WHAT YOU ARE ASKED TO DO.
Please rewrite the entries from the start through the line containing "point(588, 699)", replacing "Give nothing but pixel coordinates" with "Return only pixel coordinates" and leaving everything else unchanged.

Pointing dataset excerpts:
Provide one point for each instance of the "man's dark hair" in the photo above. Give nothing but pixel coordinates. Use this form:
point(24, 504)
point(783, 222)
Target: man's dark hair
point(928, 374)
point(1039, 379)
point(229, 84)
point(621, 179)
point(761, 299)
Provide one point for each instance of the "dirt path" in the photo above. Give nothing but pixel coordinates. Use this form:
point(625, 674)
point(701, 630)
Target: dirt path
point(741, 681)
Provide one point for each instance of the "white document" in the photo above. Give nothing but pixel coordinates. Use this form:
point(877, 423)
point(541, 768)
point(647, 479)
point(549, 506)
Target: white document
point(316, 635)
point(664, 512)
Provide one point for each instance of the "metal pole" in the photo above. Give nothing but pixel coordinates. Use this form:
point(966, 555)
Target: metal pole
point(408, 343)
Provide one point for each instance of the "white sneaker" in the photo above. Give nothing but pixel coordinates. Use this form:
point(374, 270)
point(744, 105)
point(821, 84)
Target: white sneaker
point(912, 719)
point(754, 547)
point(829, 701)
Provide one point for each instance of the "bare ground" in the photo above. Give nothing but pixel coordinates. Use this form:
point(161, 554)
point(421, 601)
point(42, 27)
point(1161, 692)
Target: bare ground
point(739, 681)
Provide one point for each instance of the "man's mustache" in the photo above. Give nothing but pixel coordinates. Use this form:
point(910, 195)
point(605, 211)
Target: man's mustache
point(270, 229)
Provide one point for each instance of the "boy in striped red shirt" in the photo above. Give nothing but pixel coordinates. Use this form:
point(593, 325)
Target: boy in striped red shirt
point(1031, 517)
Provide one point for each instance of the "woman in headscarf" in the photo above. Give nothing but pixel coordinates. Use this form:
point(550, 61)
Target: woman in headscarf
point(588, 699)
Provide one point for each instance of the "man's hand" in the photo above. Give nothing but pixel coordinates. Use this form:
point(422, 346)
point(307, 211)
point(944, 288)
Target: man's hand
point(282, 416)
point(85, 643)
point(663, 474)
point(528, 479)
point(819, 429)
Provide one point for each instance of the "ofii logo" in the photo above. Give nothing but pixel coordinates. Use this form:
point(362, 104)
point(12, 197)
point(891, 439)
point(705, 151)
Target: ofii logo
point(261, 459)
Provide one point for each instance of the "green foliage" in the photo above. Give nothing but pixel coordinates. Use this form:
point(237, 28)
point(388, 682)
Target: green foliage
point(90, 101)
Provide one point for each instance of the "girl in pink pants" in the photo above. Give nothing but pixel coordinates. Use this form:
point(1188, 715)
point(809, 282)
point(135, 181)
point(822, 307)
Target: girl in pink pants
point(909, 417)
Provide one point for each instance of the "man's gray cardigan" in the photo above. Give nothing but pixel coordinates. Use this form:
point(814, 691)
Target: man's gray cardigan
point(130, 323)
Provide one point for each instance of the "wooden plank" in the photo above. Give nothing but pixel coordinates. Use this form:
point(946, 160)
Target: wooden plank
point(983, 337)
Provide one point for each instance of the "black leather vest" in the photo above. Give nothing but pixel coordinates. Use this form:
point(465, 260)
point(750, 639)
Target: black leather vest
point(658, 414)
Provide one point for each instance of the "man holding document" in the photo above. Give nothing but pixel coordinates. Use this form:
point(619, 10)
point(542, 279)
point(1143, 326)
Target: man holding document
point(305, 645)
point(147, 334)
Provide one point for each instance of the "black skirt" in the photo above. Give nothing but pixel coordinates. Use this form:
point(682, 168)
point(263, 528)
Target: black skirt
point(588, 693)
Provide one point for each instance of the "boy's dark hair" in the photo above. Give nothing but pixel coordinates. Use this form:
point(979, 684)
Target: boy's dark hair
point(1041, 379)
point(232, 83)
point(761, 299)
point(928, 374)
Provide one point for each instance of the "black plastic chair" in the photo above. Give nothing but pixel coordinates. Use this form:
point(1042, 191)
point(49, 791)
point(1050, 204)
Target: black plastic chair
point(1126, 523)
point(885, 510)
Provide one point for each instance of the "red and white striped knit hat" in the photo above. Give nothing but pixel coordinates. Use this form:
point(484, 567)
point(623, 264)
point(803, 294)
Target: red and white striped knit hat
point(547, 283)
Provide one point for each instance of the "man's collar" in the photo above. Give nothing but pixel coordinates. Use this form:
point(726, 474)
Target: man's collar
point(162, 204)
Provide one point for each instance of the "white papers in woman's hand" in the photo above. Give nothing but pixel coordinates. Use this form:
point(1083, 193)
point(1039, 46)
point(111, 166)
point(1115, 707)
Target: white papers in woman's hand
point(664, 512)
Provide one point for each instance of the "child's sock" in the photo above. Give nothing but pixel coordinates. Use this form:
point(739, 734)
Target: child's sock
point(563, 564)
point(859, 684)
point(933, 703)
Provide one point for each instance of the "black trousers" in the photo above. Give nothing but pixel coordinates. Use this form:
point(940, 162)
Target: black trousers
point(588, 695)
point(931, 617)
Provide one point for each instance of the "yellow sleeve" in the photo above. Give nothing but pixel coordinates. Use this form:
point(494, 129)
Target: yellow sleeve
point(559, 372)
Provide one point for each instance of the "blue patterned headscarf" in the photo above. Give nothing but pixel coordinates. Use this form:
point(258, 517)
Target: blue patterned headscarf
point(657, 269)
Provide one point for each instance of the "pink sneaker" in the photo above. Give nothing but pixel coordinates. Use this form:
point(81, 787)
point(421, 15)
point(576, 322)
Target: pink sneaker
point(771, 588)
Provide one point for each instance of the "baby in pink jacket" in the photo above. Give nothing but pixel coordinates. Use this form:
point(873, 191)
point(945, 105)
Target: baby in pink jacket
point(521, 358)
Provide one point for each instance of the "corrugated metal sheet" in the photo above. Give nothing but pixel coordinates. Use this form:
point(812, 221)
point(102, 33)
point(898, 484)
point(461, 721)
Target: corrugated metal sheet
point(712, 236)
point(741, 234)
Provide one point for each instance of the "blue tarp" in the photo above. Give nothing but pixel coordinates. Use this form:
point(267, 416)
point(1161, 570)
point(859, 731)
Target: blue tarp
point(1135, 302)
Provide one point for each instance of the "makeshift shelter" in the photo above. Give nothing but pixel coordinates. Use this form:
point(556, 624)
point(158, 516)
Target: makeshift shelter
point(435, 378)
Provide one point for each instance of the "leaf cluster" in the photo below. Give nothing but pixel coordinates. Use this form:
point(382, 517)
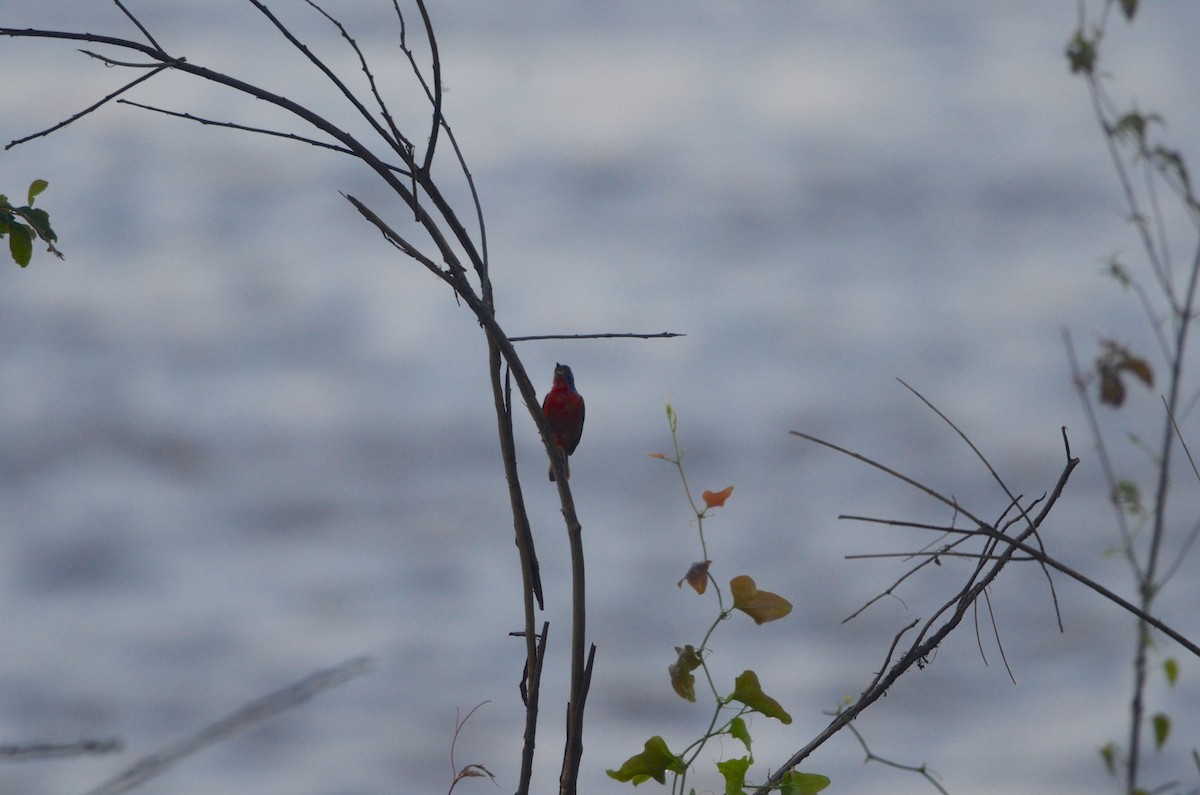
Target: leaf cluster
point(23, 225)
point(748, 697)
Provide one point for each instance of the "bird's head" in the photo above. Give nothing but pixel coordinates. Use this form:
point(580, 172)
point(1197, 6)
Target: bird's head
point(563, 375)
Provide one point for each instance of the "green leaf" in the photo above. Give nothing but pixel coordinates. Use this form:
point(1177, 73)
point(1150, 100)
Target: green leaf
point(36, 187)
point(797, 783)
point(738, 730)
point(1081, 54)
point(760, 605)
point(654, 761)
point(682, 679)
point(1171, 668)
point(21, 244)
point(735, 772)
point(1162, 729)
point(40, 220)
point(748, 691)
point(1109, 753)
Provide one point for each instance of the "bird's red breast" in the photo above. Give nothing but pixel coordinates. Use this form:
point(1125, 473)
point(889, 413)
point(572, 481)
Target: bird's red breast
point(563, 407)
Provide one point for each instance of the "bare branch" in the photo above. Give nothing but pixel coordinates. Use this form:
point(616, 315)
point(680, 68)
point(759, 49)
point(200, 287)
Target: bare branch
point(375, 89)
point(243, 127)
point(89, 108)
point(333, 78)
point(139, 25)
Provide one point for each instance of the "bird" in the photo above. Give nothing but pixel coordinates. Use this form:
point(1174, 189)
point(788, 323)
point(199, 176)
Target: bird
point(563, 407)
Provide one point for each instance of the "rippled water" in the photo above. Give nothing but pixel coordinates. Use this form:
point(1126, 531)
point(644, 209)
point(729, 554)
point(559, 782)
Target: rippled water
point(241, 441)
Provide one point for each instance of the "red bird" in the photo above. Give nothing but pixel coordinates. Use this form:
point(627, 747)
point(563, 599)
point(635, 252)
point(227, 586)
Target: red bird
point(563, 408)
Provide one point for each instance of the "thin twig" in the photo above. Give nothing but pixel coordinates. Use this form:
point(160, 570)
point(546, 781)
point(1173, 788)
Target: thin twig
point(250, 715)
point(22, 752)
point(89, 108)
point(261, 131)
point(658, 335)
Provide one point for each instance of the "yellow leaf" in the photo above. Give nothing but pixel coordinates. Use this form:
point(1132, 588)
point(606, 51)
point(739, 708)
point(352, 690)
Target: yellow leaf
point(717, 498)
point(760, 605)
point(682, 679)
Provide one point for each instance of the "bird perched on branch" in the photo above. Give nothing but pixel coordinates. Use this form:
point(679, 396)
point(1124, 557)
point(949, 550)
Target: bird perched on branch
point(563, 407)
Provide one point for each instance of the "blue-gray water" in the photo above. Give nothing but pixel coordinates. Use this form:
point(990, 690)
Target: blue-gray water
point(241, 440)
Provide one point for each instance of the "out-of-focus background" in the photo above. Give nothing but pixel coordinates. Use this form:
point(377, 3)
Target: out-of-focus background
point(241, 438)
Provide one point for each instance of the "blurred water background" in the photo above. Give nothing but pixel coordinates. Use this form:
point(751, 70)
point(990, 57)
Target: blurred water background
point(243, 440)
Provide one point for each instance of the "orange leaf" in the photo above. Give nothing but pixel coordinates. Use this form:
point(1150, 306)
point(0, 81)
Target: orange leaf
point(696, 577)
point(760, 605)
point(715, 500)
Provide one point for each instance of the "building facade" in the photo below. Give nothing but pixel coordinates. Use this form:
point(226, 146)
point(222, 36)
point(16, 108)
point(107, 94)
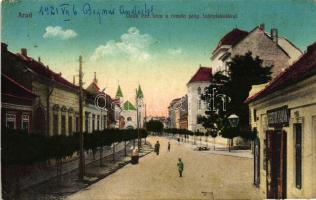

ANSWER BELOW.
Provide one point for each instance of the "man's dark hair" in the photo above. Return only pixel coordinates. Use this form:
point(24, 504)
point(783, 222)
Target: man's dark hair
point(928, 374)
point(1039, 379)
point(229, 84)
point(621, 179)
point(761, 299)
Provide one point for each instance of the "dirt path" in the photo above. Return only pixel coordinates. Use this form:
point(625, 674)
point(701, 630)
Target: dirt path
point(741, 681)
Provide one point for each instance of the "white document" in the photo above. Return only pixel coordinates. Use this form:
point(877, 423)
point(541, 768)
point(647, 479)
point(549, 506)
Target: white document
point(316, 635)
point(664, 512)
Provide one point for each instance of the "metal pole" in the photo above. Return only pixel coordinates. Use this form:
point(966, 555)
Target: metal pole
point(408, 343)
Provide one point for each instance of the "white sneaker" in the photo above. Return only pixel coordinates. Use this form:
point(374, 270)
point(744, 105)
point(821, 84)
Target: white sneaker
point(912, 719)
point(754, 547)
point(829, 701)
Provide one point for each instance of the "bare ground" in the photo above. Return only pixel coordinates. Use this form:
point(161, 554)
point(421, 601)
point(42, 27)
point(1161, 692)
Target: bare ground
point(739, 681)
Provide one point for each instance of the "man's mustache" in the photo above. Return only pixel coordinates. Use this form:
point(910, 195)
point(605, 211)
Target: man's mustache
point(270, 229)
Provide one point for each instance of the "boy in striped red shirt" in the photo above. Return only pixel coordinates. Use this form:
point(593, 325)
Target: boy in striped red shirt
point(1031, 517)
Provide one point for each instance of the "woman in headscarf" in the photo above. Return only pixel coordinates. Use this form:
point(550, 61)
Target: woman in headscarf
point(588, 699)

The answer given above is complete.